**EXERCISE DETAILS**
Nothing in the records may be changed; retype them in full.

**STUDY MATERIAL**

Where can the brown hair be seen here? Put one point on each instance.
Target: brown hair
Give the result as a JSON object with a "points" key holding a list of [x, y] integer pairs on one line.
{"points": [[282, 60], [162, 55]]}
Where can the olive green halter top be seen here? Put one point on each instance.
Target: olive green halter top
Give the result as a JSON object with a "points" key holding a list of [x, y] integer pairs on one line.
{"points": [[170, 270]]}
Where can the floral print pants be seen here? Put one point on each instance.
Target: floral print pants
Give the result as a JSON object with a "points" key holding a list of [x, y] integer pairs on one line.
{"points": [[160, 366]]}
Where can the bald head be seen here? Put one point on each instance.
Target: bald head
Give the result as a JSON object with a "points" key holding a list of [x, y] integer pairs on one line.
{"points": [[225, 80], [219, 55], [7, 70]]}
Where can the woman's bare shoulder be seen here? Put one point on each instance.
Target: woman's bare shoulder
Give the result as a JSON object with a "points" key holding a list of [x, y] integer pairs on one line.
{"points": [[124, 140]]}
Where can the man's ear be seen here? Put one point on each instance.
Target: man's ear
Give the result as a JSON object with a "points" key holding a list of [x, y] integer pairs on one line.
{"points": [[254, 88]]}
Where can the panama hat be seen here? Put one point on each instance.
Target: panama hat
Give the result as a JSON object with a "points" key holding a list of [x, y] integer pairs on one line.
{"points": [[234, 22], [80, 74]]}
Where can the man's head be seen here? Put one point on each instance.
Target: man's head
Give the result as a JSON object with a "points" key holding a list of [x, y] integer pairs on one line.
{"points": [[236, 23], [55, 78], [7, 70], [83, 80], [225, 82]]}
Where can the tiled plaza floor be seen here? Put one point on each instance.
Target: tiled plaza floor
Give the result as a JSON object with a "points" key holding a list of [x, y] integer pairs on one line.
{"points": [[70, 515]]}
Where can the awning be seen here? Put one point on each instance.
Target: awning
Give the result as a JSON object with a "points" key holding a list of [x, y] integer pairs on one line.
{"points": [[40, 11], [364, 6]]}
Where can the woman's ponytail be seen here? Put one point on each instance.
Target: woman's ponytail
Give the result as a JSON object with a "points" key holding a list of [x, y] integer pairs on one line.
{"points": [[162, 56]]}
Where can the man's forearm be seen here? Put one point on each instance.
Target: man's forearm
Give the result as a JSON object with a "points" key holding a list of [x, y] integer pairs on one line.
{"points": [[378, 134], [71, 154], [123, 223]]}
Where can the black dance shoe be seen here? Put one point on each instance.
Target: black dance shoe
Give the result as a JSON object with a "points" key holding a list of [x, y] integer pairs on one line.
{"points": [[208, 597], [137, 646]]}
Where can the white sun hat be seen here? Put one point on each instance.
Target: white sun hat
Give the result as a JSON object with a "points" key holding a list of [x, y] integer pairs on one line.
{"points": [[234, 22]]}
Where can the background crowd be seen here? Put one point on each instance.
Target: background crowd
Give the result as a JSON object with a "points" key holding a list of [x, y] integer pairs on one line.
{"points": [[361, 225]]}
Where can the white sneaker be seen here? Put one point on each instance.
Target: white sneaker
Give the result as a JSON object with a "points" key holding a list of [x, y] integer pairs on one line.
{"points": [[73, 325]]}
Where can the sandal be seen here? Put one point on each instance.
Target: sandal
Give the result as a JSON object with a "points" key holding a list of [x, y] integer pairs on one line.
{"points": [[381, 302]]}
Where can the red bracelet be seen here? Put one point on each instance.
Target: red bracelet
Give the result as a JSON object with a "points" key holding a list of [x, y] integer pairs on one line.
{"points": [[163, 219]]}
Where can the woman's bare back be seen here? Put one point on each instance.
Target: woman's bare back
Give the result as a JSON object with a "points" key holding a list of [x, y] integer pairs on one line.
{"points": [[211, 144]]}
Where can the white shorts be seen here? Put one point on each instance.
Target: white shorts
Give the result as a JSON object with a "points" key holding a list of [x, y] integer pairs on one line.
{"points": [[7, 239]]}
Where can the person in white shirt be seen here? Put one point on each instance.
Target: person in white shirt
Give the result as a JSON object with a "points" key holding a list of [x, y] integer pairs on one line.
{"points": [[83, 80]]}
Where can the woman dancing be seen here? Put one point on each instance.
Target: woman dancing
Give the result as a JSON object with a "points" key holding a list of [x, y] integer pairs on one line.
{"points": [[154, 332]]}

**RESULT OF THE TASK**
Where can the brown hair be seen here? Put one point on each instance.
Target: brown hair
Give the result as a JSON object with a "points" key holding a list of [x, y] integer pairs on one line.
{"points": [[282, 60], [162, 55]]}
Where can the olive green halter top be seen here? Put one point on each instance.
Target: olive green halter top
Give the result as a JSON object with a "points" key holding a list of [x, y] integer pairs on one line.
{"points": [[170, 270]]}
Where can the floral print pants be seen here? Put one point on each instance.
Target: floral print pants
Give the result as a JSON object with a "points" key holding a list of [x, y] integer pairs on one line.
{"points": [[160, 366]]}
Where can the bald head be seen here? Put one point on each instance.
Target: bald head
Give the result as a JSON object with a "points" key holding a list of [x, y] integer pairs on one line.
{"points": [[225, 80], [219, 55], [7, 70]]}
Where can the woman's bare shoulder be seen here? Put one point on each instance.
Target: woman's bare shoulder
Give the result as a JSON object with a "points" key holding a list of [x, y] integer pairs on one line.
{"points": [[124, 140]]}
Where can the man's ear be seen here? Put one point on each instance.
Target: man's ear
Give the result as a JSON object with a "points" key holding a list of [x, y] integer pairs on one line.
{"points": [[254, 88]]}
Where can the panama hat be seen here? Put one point on each instance.
Target: panama hat
Give the result as a JSON object with a "points" key holding a list of [x, y] integer pairs on one line.
{"points": [[234, 22], [80, 74]]}
Where can the man's head be seen here? Put one point on each instance.
Target: man's head
Give the result as a JSON object with a "points" key holding a list of [x, y] integer pairs on one line.
{"points": [[236, 23], [55, 78], [7, 70], [83, 80], [225, 82]]}
Where can the tiled plaza floor be seen here? Put one point on each instance.
Target: tiled plaza floor
Give the result as a JSON object with a "points" key holding a list of [x, y] integer pairs on one line.
{"points": [[70, 515]]}
Where can the awning be seen here? Put one point on each instance.
Target: awning
Give the result as a JSON object with a "points" key holding a list of [x, y] integer pairs on one line.
{"points": [[40, 11], [364, 6]]}
Where can the woman's ponytail be seen here? Put one point on each instance.
Target: woman's ponytail
Give the result as a JSON object with a "points" key holding a list of [x, y] integer pairs on one line.
{"points": [[162, 56]]}
Where can the man's forearm be seen here? Put one point on each instance.
Target: man's forearm
Give the result as a JSON object with a "points" key holding a list of [x, y] integer pairs on one line.
{"points": [[378, 134], [71, 154], [123, 223]]}
Where can the black dance shoe be seen here? Put one point on each instance.
Target: black dance shoe
Give the result as a JSON object with a "points" key holding a list of [x, y] integer pairs on one line.
{"points": [[208, 597], [137, 646]]}
Where can the white sun hat be seen here? Put one point on each instance.
Target: white sun hat
Give the result as a JSON object with a "points" key holding a list of [x, y] integer pairs on one line.
{"points": [[234, 22]]}
Where can the background crowd be seen here? Put one point on each instance.
Target: background crowd
Give the result as a JSON object with a "points" key holding a list of [x, y] integer pairs on one line.
{"points": [[361, 225]]}
Where can the white sneaker be seen here? Put one point on each instance.
Target: white sneaker
Give the result as a JSON object with a "points" key holding a list of [x, y] integer pairs on one line.
{"points": [[73, 325]]}
Where can the sandal be seen here? Put one point on each instance.
Target: sandal
Give the result as a JSON object with a "points" key holding a list of [x, y] integer pairs on one line.
{"points": [[381, 302]]}
Where can the red bracelet be seen here? Put one point on each instance.
Target: red bracelet
Give the result as a JSON object with a "points" key holding a list of [x, y] integer pairs on one line.
{"points": [[163, 219]]}
Where can the woman's bare back be seen here? Put one point on each instance.
Target: woman's bare back
Give the result as a JSON object with a "points" key holding a list of [x, y] integer pairs on one line.
{"points": [[211, 144]]}
Where can the white shorts be seen here? Put one point on each instance.
Target: white shorts
Give the result as a JSON object with a "points" key holding a list of [x, y] integer pairs on one line.
{"points": [[7, 239]]}
Where can the person in white shirt be seen here? Put one point on each instance.
Target: person in white shirt
Give the result as a JSON object with a "points" key holding a list of [x, y] integer pairs on one line.
{"points": [[83, 80]]}
Where can the woman dancing be seen here? Put one point on each instance.
Target: woman dancing
Give the result as a JSON object with a "points" key holding a list of [x, y] integer pairs on one line.
{"points": [[154, 332]]}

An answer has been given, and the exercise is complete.